## Text excerpt
- Opening Delimiter -

Federated Query | Factory Labs Learn

Definition

A federated query is a single query that reads data from multiple sources at runtime, joining or combining the results without copying the data into a central store first. The query engine (a database, a SQL warehouse, an MCP-aware AI assistant) is responsible for translating the unified query into per-source sub-queries, executing them, and stitching the results.

The architectural opposite is ETL (Extract, Transform, Load): copy data from sources into one central store, then query the central store.

Why federated matters

For two reasons:

Freshness. Federated queries read live source data. ETL queries read whatever the last extract loaded.
No copy cost. ETL has storage, compute, and pipeline-maintenance costs. Federated does not (within reason; some federated queries are slow).

The trade-off is performance: ETL queries can be highly optimized (the data is local, the indexes are tuned). Federated queries are bounded by the slowest source. For analytical workloads with petabytes of data, federated is often impractical. For mixed workloads where freshness matters more than maximum scale, federated wins.

- Closing Delimiter -

## What is being asked
Duplicate the passage of the federated query text starting at "Why federated matters" and ending at "scale, federated wins.".

(Collected data)

- Opening Delimiter -

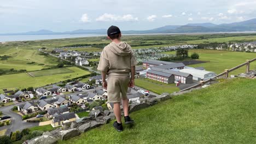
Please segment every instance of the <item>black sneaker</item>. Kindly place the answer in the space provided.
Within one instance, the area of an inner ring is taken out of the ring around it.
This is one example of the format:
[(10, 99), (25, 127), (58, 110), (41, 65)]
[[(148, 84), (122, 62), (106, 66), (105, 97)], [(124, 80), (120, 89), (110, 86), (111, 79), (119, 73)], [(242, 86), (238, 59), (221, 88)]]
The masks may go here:
[(132, 119), (131, 119), (131, 117), (130, 117), (129, 116), (125, 117), (125, 123), (126, 124), (131, 124), (133, 123), (134, 123), (134, 121), (132, 120)]
[(114, 122), (113, 125), (118, 131), (120, 132), (123, 131), (123, 125), (121, 123), (119, 124), (115, 121)]

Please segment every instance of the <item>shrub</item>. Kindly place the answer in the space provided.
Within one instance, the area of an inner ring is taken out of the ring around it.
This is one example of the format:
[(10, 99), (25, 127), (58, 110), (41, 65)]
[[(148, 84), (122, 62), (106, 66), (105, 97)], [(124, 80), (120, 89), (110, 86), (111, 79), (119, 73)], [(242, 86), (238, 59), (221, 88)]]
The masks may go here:
[(197, 53), (193, 53), (192, 55), (191, 55), (191, 58), (192, 59), (199, 59), (199, 55)]
[(13, 142), (10, 139), (10, 137), (7, 135), (0, 136), (0, 143), (2, 144), (11, 144)]

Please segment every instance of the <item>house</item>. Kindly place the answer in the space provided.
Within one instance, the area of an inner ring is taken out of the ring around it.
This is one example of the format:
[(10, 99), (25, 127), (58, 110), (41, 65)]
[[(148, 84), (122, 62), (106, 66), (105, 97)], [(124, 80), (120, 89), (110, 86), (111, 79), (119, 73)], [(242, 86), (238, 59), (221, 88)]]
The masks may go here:
[(38, 107), (33, 103), (27, 101), (24, 104), (21, 104), (18, 106), (19, 111), (23, 111), (25, 114), (29, 114), (38, 110)]
[(75, 115), (73, 112), (62, 113), (53, 117), (51, 125), (53, 127), (63, 125), (67, 122), (76, 120)]
[(73, 86), (75, 87), (79, 91), (81, 91), (82, 89), (88, 89), (91, 87), (91, 86), (90, 86), (89, 85), (80, 81), (73, 85)]
[(112, 110), (114, 108), (114, 103), (113, 103), (112, 102), (110, 102), (110, 103), (107, 102), (107, 106), (108, 107), (108, 109), (109, 110)]
[(71, 85), (67, 85), (65, 86), (65, 88), (67, 89), (67, 92), (74, 92), (75, 91), (77, 91), (77, 88), (75, 87), (73, 87), (73, 86), (71, 86)]
[(53, 104), (43, 99), (38, 101), (37, 106), (42, 111), (48, 111), (50, 107), (54, 107)]
[(62, 97), (57, 98), (46, 100), (49, 104), (53, 105), (55, 107), (59, 107), (63, 106), (69, 106), (71, 101)]
[(143, 61), (142, 63), (143, 63), (143, 68), (147, 69), (150, 67), (154, 67), (154, 66), (165, 65), (165, 64), (173, 64), (174, 63), (162, 61), (158, 61), (158, 60), (149, 60), (147, 61)]
[(193, 75), (193, 80), (196, 81), (208, 80), (216, 75), (214, 72), (196, 69), (184, 69), (180, 70), (179, 71)]
[(8, 99), (7, 96), (5, 94), (0, 94), (0, 103), (5, 104), (8, 103), (10, 99)]
[(68, 112), (69, 112), (69, 110), (67, 106), (62, 106), (57, 108), (53, 107), (49, 109), (47, 112), (47, 117), (50, 118), (54, 116), (60, 115)]
[(48, 96), (48, 95), (51, 94), (51, 92), (47, 91), (46, 89), (44, 89), (42, 87), (37, 88), (36, 90), (36, 93), (38, 95), (42, 96)]
[[(85, 98), (85, 96), (83, 98)], [(85, 102), (86, 102), (86, 100), (82, 98), (80, 95), (72, 95), (70, 96), (69, 100), (73, 103), (75, 103), (78, 105), (84, 104)]]
[(91, 81), (92, 80), (95, 80), (95, 84), (101, 85), (102, 83), (102, 77), (101, 75), (92, 76), (89, 79), (89, 81)]

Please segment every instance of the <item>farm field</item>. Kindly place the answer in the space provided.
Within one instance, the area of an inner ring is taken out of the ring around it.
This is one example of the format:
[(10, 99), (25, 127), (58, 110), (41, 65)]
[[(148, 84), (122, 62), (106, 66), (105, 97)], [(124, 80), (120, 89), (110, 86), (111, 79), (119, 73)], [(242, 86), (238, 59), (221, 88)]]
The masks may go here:
[[(193, 52), (199, 54), (199, 61), (210, 61), (210, 62), (193, 64), (189, 66), (193, 67), (203, 67), (206, 70), (214, 71), (219, 74), (224, 71), (225, 69), (230, 69), (240, 64), (245, 63), (247, 59), (251, 59), (256, 57), (256, 53), (232, 52), (228, 51), (211, 50), (206, 49), (193, 49), (189, 50), (190, 56)], [(166, 54), (175, 54), (176, 51), (164, 52)], [(250, 64), (251, 69), (256, 69), (256, 63)], [(242, 67), (230, 73), (238, 74), (245, 73), (245, 67)]]
[[(24, 88), (31, 86), (37, 87), (90, 74), (89, 71), (74, 67), (66, 69), (73, 72), (64, 74), (53, 74), (51, 75), (44, 75), (34, 77), (31, 77), (26, 73), (1, 75), (0, 76), (0, 93), (3, 88), (13, 89), (16, 88)], [(59, 70), (58, 69), (56, 70)], [(55, 69), (53, 69), (51, 71), (53, 72), (54, 70)], [(44, 73), (45, 71), (43, 71), (43, 73)]]
[(135, 86), (159, 94), (164, 92), (172, 93), (179, 91), (175, 83), (167, 84), (148, 79), (136, 79)]
[(121, 133), (112, 121), (59, 143), (255, 143), (255, 82), (225, 80), (131, 113)]

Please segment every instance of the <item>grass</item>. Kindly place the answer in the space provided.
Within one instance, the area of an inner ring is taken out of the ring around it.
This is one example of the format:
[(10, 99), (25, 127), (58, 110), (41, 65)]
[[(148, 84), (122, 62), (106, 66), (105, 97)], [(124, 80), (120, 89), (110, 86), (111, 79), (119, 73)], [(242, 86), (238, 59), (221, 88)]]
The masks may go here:
[(89, 112), (84, 111), (84, 112), (77, 113), (77, 115), (78, 115), (78, 116), (80, 118), (82, 118), (82, 117), (88, 117), (89, 113), (90, 113)]
[(148, 79), (136, 79), (135, 85), (159, 94), (165, 92), (171, 93), (179, 91), (179, 88), (174, 83), (167, 84)]
[(28, 73), (33, 77), (42, 76), (46, 75), (52, 75), (56, 74), (62, 74), (67, 73), (72, 73), (74, 71), (67, 68), (60, 68), (55, 69), (48, 69), (39, 71), (34, 71)]
[(26, 73), (0, 76), (0, 93), (2, 89), (24, 88), (28, 87), (43, 86), (90, 74), (90, 72), (73, 67), (67, 68), (74, 71), (66, 74), (53, 74), (38, 77), (31, 77)]
[(121, 133), (112, 121), (60, 143), (255, 143), (255, 82), (232, 79), (177, 96), (131, 113), (135, 125)]
[[(256, 53), (233, 52), (228, 51), (211, 50), (205, 49), (194, 49), (189, 50), (190, 56), (193, 52), (199, 54), (200, 61), (210, 61), (210, 62), (193, 64), (189, 66), (193, 67), (203, 67), (206, 70), (214, 71), (219, 74), (226, 69), (230, 69), (240, 64), (246, 62), (247, 59), (256, 57)], [(176, 51), (164, 52), (166, 54), (175, 54)], [(251, 69), (256, 69), (256, 62), (251, 64)], [(238, 74), (245, 73), (245, 67), (238, 69), (230, 74)]]
[(53, 127), (50, 124), (48, 124), (48, 125), (42, 125), (42, 126), (36, 126), (36, 127), (30, 128), (31, 131), (39, 130), (39, 131), (51, 131), (55, 129), (55, 128), (53, 128)]

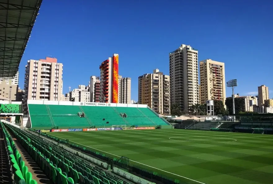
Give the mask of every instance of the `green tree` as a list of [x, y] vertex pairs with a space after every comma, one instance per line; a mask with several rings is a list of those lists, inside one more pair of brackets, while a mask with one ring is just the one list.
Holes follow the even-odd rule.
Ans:
[[[244, 111], [245, 99], [244, 97], [236, 98], [234, 99], [235, 107], [235, 114], [238, 114], [240, 112]], [[229, 97], [226, 99], [226, 105], [228, 109], [230, 114], [233, 114], [232, 98]]]
[[207, 105], [200, 104], [194, 104], [190, 110], [193, 115], [205, 115], [206, 114]]
[[222, 114], [223, 116], [226, 116], [229, 114], [228, 111], [225, 108], [223, 101], [214, 100], [213, 108], [214, 115]]
[[182, 115], [181, 108], [178, 104], [175, 104], [171, 106], [171, 114], [180, 116]]

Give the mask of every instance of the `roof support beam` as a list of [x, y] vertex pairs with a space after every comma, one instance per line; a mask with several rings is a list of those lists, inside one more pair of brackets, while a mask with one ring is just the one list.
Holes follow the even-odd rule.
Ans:
[[31, 27], [31, 26], [30, 25], [0, 22], [0, 29], [7, 28], [29, 28]]
[[36, 7], [32, 7], [21, 5], [11, 4], [6, 2], [0, 2], [0, 10], [34, 10], [36, 9]]

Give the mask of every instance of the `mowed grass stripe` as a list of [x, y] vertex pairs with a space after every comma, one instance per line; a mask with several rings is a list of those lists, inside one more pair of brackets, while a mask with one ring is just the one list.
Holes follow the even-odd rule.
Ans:
[[[267, 184], [272, 183], [273, 181], [272, 177], [268, 174], [270, 172], [261, 168], [267, 168], [273, 163], [273, 143], [270, 140], [273, 137], [270, 135], [175, 129], [50, 134], [87, 147], [101, 145], [93, 148], [110, 154], [128, 157], [149, 166], [146, 167], [151, 166], [168, 172], [161, 173], [179, 179], [177, 175], [213, 184]], [[237, 141], [213, 143], [164, 141], [170, 137], [179, 136], [182, 136], [181, 139], [183, 140], [196, 137], [209, 140], [209, 137], [213, 137], [216, 138], [212, 141], [217, 137], [222, 140], [234, 138]], [[134, 142], [145, 142], [134, 144]], [[119, 144], [105, 145], [111, 144]], [[176, 177], [170, 172], [177, 175]], [[248, 178], [248, 176], [256, 175], [256, 173], [263, 177]], [[219, 181], [219, 176], [224, 180]], [[237, 182], [235, 183], [235, 180]]]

- Closing Delimiter -

## Your response
Why federated matters

For two reasons:

Freshness. Federated queries read live source data. ETL queries read whatever the last extract loaded.
No copy cost. ETL has storage, compute, and pipeline-maintenance costs. Federated does not (within reason; some federated queries are slow).

The trade-off is performance: ETL queries can be highly optimized (the data is local, the indexes are tuned). Federated queries are bounded by the slowest source. For analytical workloads with petabytes of data, federated is often impractical. For mixed workloads where freshness matters more than maximum scale, federated wins.